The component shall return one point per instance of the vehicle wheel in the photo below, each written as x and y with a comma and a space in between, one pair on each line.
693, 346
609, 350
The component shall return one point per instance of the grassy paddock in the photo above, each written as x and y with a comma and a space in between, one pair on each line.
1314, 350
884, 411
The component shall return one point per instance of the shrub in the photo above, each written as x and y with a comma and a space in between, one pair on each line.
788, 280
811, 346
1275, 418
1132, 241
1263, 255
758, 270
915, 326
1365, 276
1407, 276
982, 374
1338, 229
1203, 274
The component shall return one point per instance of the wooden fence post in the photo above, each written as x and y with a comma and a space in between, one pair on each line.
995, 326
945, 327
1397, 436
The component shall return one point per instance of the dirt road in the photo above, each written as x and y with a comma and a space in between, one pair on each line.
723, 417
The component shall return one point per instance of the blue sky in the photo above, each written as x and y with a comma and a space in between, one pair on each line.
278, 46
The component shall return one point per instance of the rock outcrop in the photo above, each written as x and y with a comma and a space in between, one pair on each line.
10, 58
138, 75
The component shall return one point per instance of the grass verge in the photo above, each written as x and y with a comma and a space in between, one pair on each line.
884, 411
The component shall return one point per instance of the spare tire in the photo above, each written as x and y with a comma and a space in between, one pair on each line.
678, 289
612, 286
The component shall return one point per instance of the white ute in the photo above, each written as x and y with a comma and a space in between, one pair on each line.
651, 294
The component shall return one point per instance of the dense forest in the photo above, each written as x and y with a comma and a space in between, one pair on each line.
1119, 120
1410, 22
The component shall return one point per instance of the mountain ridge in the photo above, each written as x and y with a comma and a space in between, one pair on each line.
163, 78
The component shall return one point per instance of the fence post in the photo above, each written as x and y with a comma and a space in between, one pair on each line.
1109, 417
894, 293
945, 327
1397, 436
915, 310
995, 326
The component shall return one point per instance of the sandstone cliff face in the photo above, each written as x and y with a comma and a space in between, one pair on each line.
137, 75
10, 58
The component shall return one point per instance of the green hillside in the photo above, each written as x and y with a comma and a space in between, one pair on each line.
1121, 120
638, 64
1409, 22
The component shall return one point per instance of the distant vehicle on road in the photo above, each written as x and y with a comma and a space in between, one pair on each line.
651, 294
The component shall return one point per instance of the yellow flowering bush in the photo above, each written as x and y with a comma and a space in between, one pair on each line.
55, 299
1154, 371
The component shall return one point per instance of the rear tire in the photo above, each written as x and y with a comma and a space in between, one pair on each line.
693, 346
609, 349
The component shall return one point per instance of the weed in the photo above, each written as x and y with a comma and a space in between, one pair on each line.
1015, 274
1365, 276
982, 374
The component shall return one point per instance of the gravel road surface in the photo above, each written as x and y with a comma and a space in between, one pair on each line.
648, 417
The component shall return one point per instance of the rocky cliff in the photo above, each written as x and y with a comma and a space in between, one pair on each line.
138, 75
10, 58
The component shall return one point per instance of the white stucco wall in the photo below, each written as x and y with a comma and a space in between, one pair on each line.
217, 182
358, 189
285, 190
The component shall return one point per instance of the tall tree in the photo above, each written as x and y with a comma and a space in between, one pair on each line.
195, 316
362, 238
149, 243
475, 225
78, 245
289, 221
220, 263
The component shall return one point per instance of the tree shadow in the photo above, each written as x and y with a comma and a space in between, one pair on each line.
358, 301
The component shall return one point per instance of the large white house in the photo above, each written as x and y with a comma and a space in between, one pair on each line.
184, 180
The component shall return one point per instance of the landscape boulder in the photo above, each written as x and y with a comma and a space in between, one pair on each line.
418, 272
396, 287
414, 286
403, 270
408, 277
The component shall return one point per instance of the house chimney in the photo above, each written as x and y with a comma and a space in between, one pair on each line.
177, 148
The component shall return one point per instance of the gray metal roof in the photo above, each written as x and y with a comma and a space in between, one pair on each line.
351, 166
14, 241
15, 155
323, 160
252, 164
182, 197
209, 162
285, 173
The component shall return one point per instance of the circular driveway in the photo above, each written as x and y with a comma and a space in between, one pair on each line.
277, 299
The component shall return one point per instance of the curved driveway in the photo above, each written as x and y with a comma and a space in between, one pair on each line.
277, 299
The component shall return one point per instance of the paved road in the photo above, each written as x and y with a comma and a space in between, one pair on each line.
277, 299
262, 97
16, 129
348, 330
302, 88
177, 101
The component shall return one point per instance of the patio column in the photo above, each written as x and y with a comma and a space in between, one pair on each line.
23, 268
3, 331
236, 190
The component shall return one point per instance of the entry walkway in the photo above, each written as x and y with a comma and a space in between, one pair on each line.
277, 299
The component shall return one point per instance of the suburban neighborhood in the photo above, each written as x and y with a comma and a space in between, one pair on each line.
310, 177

══════════════════════════════

Problem to work on
Return the listing above in full, character for character.

Answer for the task
The component shall return one point per instance of the vehicle wheel in the photo below, each written as x and y with a comma and a space in between, one pair on each line.
693, 346
609, 350
The component shall return one point per instance of the grassy paddock in the photo above, each written as x and y with a comma and a space in between, one pair on each line.
1314, 350
884, 411
The component shall return one point per instance of the shrub in the photo above, each written as x and y with a comma and a space in between, one pair on each line.
788, 280
811, 346
1275, 418
1132, 241
1263, 255
758, 270
915, 326
1365, 276
1407, 276
982, 374
1338, 229
1203, 274
The component shall return one point per instance of the wooden fence post in the photo above, each written as x and y with a comma and a space in between, one pair on each line.
995, 326
945, 327
1397, 436
The component shall return one point per instance of the dirt road in the photo above, each written as x and y with a comma and a space in between, one pair on each line.
723, 417
The component shall return one point per instance of the blue sky in the photo above, each written as x and y with a comma and a space in between, one pair on each line.
278, 46
The component shall return one point per instance of the rock outcrop in the photo above, each written as x and y with a comma and a space in between, one pair on each line.
10, 58
138, 75
The component shall return one point per instance of the grass verge in the photo above, each written as x and y with a comma and a space in between, one pair on each line.
884, 411
The component shall return one point per instance of the spare tire in the photo above, each written as x and y with a comma and a space in between, one pair on each line.
678, 289
612, 286
The component shall return one point per instance of the white ute in the photo above, each written as x and y with a comma and a space in between, one pair on each line.
651, 294
The component shall return one point per instance of the dense forest in the photo above, each written as x and y with a comma and a space in between, one pair on each line.
1119, 120
1410, 22
The component shall return one point per instance of the mountain ridge in the photo above, each written as x and y with a comma and a space in between, one pair on each line.
163, 78
The component shall return one point per instance of the fence post in the photo above, each written as x and y with a comma and a space in between, one pair on each line.
1109, 417
894, 293
945, 327
1397, 436
915, 310
995, 326
The component shall return one point per instance of the sandstone cliff face in the photo above, each written as x and y with a comma and a space in between, one pair on each line.
137, 75
10, 58
The component shall return one point per instance of the green hillside in the photo above, each written as x and y with a comma and a space in between, one pair on each line.
1121, 120
638, 64
1409, 22
The component shall return one point per instance of the distant vehicle on road in the photo above, each written as x and y with a comma and a space in between, one pair on each line.
651, 294
The component shall return one point per instance of the yellow flowering bush in the photo above, each written as x and y with a comma and a space in between, one pair on each line.
55, 299
1154, 371
The component shall return one point per instance of the rear tire in the photo above, each written as x and y with a comma and a space in between, one pair on each line.
693, 346
609, 349
The component shall return one point per instance of the weed in the photo above, each written as x and y with a comma and a space in between, one pair on each line.
1015, 274
1365, 276
982, 374
The component shall return one point per instance of the gravel road surface in the photo above, each written as x and y with a comma and a space in between, one pair on each line.
648, 417
The component shall return one point per instance of the rocky cliff in the photo above, each written as x and y with a comma and a space in between, one pair on each line.
138, 75
10, 58
The component shall return one point per instance of the white stucco wall in the photo below, each written as x and y with a comma and a space in between, one pair on each line.
217, 182
358, 189
285, 190
The component shall return one point per instance of the tall tree in the photo above, each written as x and y with a comma and a space in between, one pair on each line.
195, 316
362, 238
149, 243
475, 225
78, 245
289, 221
220, 263
The component shall return one point per instance of the tree shadow in the photo above, each written as x and y with a comma and a space in between, one pair on each line.
358, 301
The component shall return one point per instance of the large white house in the photo above, each written as x and y with a comma and a space in between, one pair on each line.
184, 180
The component shall return one point per instance of the landscape boulder in the photo above, each written as x and y with a comma and a space in between, one pair on each line.
418, 272
396, 287
414, 286
403, 270
408, 277
The component shall return one point per instance of the house chimney in the photo above, each written as x and y with a comma and a space in between, one pair on each line.
177, 148
The component shall return one point per instance of the gray metal roof in the photo above, each written as x and y with a comma and a space in between, one pair on each line.
351, 166
14, 241
15, 155
323, 160
252, 164
182, 197
209, 162
285, 173
The component shall return one point per instance of the circular driveway in the photo above, each written as x and y with a comma and a space in between, one pair on each line.
277, 299
The component shall return one point per instance of the curved driveway in the photo above, each written as x and y with a comma and a space in between, one pair on each line.
277, 299
The component shall return one point per instance of the paved road in the photo above, each written as x and y with a comma and a space in between, one pair on each line.
277, 299
262, 97
16, 129
348, 330
302, 88
177, 101
The component shall return one point per instance of the patio column in the photo above, each written as x and y with a comma and a space in between, one pair on each line.
23, 268
3, 331
236, 190
The component shall return one point per instance of the entry walkway in the photo above, each written as x and y with a comma and a space in between, one pair on each line.
277, 299
The component shall return one point per instance of the suburban neighborhood in the photo above, each written as x and y with a comma and a space in between, one pair on each line.
310, 177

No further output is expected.